- AIM OF THE EXERCISE -
I need the records below retyped exactly.

- SOURCE INFORMATION -
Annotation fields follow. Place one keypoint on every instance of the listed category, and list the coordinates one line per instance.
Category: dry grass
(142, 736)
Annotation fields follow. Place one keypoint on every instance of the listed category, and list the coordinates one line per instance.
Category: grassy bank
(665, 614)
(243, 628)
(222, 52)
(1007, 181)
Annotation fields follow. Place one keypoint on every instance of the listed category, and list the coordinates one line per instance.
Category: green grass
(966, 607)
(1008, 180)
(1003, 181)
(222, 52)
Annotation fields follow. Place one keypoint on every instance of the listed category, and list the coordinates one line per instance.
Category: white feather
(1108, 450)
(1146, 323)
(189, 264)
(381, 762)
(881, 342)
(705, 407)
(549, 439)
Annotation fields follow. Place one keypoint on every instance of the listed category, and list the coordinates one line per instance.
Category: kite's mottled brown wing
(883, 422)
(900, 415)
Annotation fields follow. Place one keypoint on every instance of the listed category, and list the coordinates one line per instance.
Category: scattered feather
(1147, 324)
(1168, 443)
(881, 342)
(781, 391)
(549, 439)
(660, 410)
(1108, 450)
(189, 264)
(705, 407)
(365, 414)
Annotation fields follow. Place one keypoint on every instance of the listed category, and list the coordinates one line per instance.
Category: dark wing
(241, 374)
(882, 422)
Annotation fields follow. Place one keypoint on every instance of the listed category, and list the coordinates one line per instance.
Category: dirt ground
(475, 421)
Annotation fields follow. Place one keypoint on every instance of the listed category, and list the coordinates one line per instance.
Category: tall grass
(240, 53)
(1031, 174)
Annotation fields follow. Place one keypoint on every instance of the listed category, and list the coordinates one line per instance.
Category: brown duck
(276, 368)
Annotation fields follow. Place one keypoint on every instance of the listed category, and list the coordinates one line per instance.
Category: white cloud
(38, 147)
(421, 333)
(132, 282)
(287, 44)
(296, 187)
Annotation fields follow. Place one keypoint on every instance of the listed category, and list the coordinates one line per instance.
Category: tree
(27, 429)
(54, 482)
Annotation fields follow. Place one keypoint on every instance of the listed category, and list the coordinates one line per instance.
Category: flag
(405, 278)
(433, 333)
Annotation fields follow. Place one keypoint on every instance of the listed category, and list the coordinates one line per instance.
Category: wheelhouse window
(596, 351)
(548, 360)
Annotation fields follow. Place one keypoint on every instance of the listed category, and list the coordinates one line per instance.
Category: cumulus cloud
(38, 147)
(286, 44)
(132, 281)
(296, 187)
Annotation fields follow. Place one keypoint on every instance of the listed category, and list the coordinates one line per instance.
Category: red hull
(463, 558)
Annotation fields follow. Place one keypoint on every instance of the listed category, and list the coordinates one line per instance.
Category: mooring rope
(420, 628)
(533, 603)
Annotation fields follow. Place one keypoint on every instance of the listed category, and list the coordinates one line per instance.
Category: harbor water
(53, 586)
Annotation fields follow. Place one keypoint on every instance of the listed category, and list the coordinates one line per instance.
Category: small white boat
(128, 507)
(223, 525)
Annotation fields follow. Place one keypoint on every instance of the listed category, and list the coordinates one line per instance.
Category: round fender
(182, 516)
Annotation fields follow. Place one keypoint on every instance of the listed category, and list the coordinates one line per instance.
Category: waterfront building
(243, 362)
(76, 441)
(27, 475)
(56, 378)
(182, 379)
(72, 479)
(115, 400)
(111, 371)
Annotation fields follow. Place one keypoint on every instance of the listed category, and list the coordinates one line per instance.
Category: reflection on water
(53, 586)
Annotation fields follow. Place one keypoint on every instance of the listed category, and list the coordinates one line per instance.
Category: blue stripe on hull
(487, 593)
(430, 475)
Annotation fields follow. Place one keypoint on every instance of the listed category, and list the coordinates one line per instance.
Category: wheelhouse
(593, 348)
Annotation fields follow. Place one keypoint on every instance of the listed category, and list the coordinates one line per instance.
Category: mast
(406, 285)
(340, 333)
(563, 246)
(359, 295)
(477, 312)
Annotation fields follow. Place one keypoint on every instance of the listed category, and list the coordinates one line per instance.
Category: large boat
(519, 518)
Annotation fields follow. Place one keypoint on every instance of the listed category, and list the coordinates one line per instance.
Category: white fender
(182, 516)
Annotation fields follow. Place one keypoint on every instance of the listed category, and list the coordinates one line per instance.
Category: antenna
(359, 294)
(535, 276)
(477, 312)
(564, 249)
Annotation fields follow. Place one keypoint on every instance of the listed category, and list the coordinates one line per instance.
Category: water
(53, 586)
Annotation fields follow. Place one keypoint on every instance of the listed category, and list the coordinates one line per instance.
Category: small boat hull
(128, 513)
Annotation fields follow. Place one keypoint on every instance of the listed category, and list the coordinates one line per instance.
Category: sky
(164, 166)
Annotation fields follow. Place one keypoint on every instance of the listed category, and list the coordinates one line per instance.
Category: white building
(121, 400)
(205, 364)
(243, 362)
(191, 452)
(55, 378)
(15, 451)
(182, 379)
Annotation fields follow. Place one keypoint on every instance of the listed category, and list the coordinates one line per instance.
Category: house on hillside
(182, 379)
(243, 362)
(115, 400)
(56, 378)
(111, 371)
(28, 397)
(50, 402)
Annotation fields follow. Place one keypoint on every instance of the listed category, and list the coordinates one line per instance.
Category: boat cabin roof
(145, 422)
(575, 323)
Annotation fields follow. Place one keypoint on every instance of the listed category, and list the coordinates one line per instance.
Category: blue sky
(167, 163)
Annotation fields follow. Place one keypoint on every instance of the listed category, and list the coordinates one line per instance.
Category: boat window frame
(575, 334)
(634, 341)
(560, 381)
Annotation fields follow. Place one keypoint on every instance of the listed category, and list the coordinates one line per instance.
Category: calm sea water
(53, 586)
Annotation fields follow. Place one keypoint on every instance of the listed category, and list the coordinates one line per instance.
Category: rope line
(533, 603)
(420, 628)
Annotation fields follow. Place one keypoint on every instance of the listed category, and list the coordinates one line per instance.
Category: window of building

- OUTPUT FOR THIS TASK -
Annotation fields follow. Place one keypoint on every instance of the listed category, and list the coordinates one line per instance.
Category: dry grass
(142, 736)
Annotation fields follow. Place one keypoint on every instance of the listed category, and list the coordinates one line per instance.
Category: grassy bank
(665, 614)
(243, 628)
(222, 52)
(1007, 181)
Annotation fields follow. Place one keypoint on every instance of the listed category, and list the coordinates one line per instance.
Category: green grass
(966, 607)
(1008, 180)
(1003, 181)
(222, 52)
Annotation fields follow. Place one keypoint on every instance of the listed category, and list the coordinates one line per instance.
Category: white feather
(1108, 450)
(1146, 323)
(189, 264)
(381, 762)
(881, 342)
(705, 407)
(549, 439)
Annotation fields follow. Place one keypoint on every instance of the listed category, and list the coordinates one line per instance.
Category: kite's mottled brown wing
(883, 422)
(900, 415)
Annotation fields follow. Place one keypoint on every instance of the listed category, and list the coordinates one line per instance.
Category: scattered feather
(1147, 324)
(1168, 443)
(881, 342)
(781, 391)
(549, 439)
(660, 410)
(1108, 450)
(189, 264)
(705, 407)
(365, 414)
Annotation fields follow. Place one keypoint on every instance of the listed category, and list the coordinates one line per instance.
Category: dark wing
(241, 374)
(882, 422)
Annotation fields follow. Place one keypoint on every instance of the listed category, and list the coordinates one line per instance.
Category: dirt ground
(475, 421)
Annotation fields follow. Place one keypoint on every instance of the listed category, and list the coordinates one line per instance.
Category: tall grass
(240, 53)
(1031, 174)
Annotation fields follow. Place one keypoint on every instance of the listed category, and list the coordinates one line per instance.
Category: brown duck
(276, 368)
Annotation fields follow. Place one keypoint on every instance of the listed category, and list the coordinates one line per instance.
Category: white cloud
(38, 147)
(421, 333)
(132, 282)
(287, 44)
(296, 187)
Annotation fields follow. Place one keypoint on every instance of the listed category, and list the coordinates one line per instance.
Category: tree
(27, 429)
(54, 482)
Annotation fields follow. Place one keypoint on every instance of the listed category, and list the coordinates one line per instance.
Category: flag
(405, 278)
(433, 333)
Annotation fields follow. Place one keypoint on every instance of the listed category, and list the coordinates one line per instance.
Category: wheelhouse window
(596, 351)
(548, 360)
Annotation fields follow. Place one keypoint on every instance of the listed category, and list the coordinates one line per instance.
Category: cumulus cloud
(38, 147)
(286, 44)
(132, 281)
(296, 187)
Annotation fields follow. Place one keypoint on every instance of the listed category, and list the coordinates one line per instance.
Category: red hull
(463, 558)
Annotation fields follow. Place one keypoint on every instance of the listed category, and list the coordinates one line per instance.
Category: mooring rope
(420, 628)
(533, 603)
Annotation fields follow. Place one keypoint on every instance of the listed category, and list the coordinates one line per instance.
Category: harbor water
(53, 586)
Annotation fields follow. Place one keypoint on every instance of the listed category, and list the coordinates one line per instance.
Category: small white boat
(128, 507)
(223, 525)
Annotation fields follow. Place one keypoint on every instance of the listed category, and list the coordinates one line per instance.
Category: round fender
(182, 516)
Annotation fields follow. Place one keypoint on every instance of the listed category, and list the coordinates one line per instance.
Category: waterfront building
(243, 362)
(76, 441)
(27, 475)
(56, 378)
(182, 379)
(72, 479)
(115, 400)
(111, 371)
Annotation fields follow. Place one keypoint on every instance of the listed category, and list the coordinates one line per instance.
Category: reflection on water
(53, 586)
Annotation fields follow. Place one keypoint on every instance of the listed category, and list the coordinates one line per instance.
Category: blue stripe on hull
(487, 593)
(430, 475)
Annotation fields follow. Place one keypoint on every instance of the listed category, and list the coordinates one line per instance.
Category: wheelhouse
(593, 348)
Annotation fields follow. Place one keypoint on every instance of the listed category, and list the coordinates one line per instance.
Category: mast
(406, 285)
(340, 333)
(563, 246)
(359, 295)
(477, 312)
Annotation fields follow. Place one keypoint on every instance of the listed category, and list the coordinates one line per instance.
Category: large boat
(519, 518)
Annotation fields follow. Place one keypoint on every instance of the listed category, and list the coordinates one line per instance.
Category: white fender
(182, 516)
Annotation fields follow. Place one keypoint on every instance of the listed category, and list the coordinates one line per instance.
Category: antenna
(359, 294)
(535, 276)
(477, 312)
(564, 249)
Annotation fields follow. Place one keypoint on every instance of the listed category, and list the coordinates one line per instance.
Category: water
(53, 586)
Annotation fields follow. Place one keypoint on every instance of the listed category, and list the coordinates one line per instance.
Category: small boat hull
(128, 513)
Annotation fields follow. Place one keypoint on every instance of the listed category, and list the coordinates one line per instance.
Category: sky
(164, 166)
Annotation fields follow. Place one keypoint on every instance of the listed category, and list the coordinates one line per instance.
Category: white building
(121, 400)
(205, 364)
(243, 362)
(191, 452)
(55, 378)
(15, 451)
(182, 379)
Annotation fields follow. Place one keypoint on every instance of the listed category, and list the coordinates one line per instance.
Category: house on hillside
(182, 379)
(243, 362)
(115, 400)
(56, 378)
(111, 371)
(28, 397)
(50, 402)
Annotation fields follow. Place one keypoint on every instance of the listed category, and list the coordinates one line per instance.
Category: boat cabin roof
(145, 422)
(575, 323)
Annotation fields follow. Place one keypoint on every instance of the listed category, and list the coordinates one line per instance.
Category: blue sky
(167, 163)
Annotation fields follow. Place one keypoint on every instance of the listed category, and list the coordinates one line per instance.
Category: boat window frame
(575, 334)
(634, 341)
(560, 381)
Annotation fields follow. Place one keypoint on every instance of the listed category, and list the coordinates one line per instance.
Category: calm sea water
(53, 586)
Annotation fields follow. Place one keypoint on every instance of the listed category, and list the coordinates one line per instance.
Category: rope line
(533, 603)
(420, 628)
Annotation fields follow. Place one keypoint on every instance of the listed category, and list the coordinates one line per instance.
Category: window of building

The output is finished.